= TASK PROMPT =
Without altering a single character, set down all of the data below.

= EXERCISE MATERIALS =

▬▬▬

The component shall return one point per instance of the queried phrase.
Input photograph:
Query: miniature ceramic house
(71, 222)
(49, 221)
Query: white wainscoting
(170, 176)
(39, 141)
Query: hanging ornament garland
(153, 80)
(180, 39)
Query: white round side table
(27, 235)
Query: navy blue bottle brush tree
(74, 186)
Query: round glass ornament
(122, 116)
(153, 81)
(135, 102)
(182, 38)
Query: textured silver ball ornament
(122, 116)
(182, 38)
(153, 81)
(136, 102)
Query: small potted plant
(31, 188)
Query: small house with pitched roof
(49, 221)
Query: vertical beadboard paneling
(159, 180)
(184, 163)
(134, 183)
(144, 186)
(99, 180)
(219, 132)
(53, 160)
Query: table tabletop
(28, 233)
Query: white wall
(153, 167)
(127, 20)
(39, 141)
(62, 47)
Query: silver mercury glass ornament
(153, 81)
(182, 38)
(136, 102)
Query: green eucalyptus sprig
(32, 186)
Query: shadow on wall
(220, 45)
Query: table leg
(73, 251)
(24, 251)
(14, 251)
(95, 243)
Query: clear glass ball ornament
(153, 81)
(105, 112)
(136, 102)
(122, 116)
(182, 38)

▬▬▬

= WRITTEN SOLUTION =
The component shall return one point per instance of the queried phrase.
Input photograph:
Query: miniature ceramic house
(71, 222)
(49, 221)
Query: white wainscoting
(170, 176)
(39, 141)
Query: hanging ornament garland
(153, 80)
(180, 39)
Query: white round side table
(27, 235)
Query: navy blue bottle brush tree
(74, 186)
Query: round glass ornament
(122, 116)
(153, 81)
(135, 102)
(182, 38)
Query: textured silver ball ornament
(122, 116)
(182, 38)
(153, 81)
(136, 102)
Query: small potted plant
(31, 188)
Query: small house with pitched roof
(49, 221)
Query: vertical beadboard paneling
(159, 180)
(184, 163)
(134, 183)
(144, 186)
(99, 180)
(219, 132)
(53, 160)
Query: table tabletop
(28, 233)
Query: white wall
(153, 167)
(127, 20)
(39, 141)
(62, 47)
Query: silver mercury glass ornament
(153, 81)
(182, 38)
(136, 102)
Query: green eucalyptus sprig
(32, 186)
Query: shadow on wall
(220, 45)
Query: table leg
(73, 251)
(24, 251)
(14, 251)
(95, 243)
Query: clear glass ball ornament
(153, 81)
(105, 112)
(136, 102)
(122, 116)
(182, 38)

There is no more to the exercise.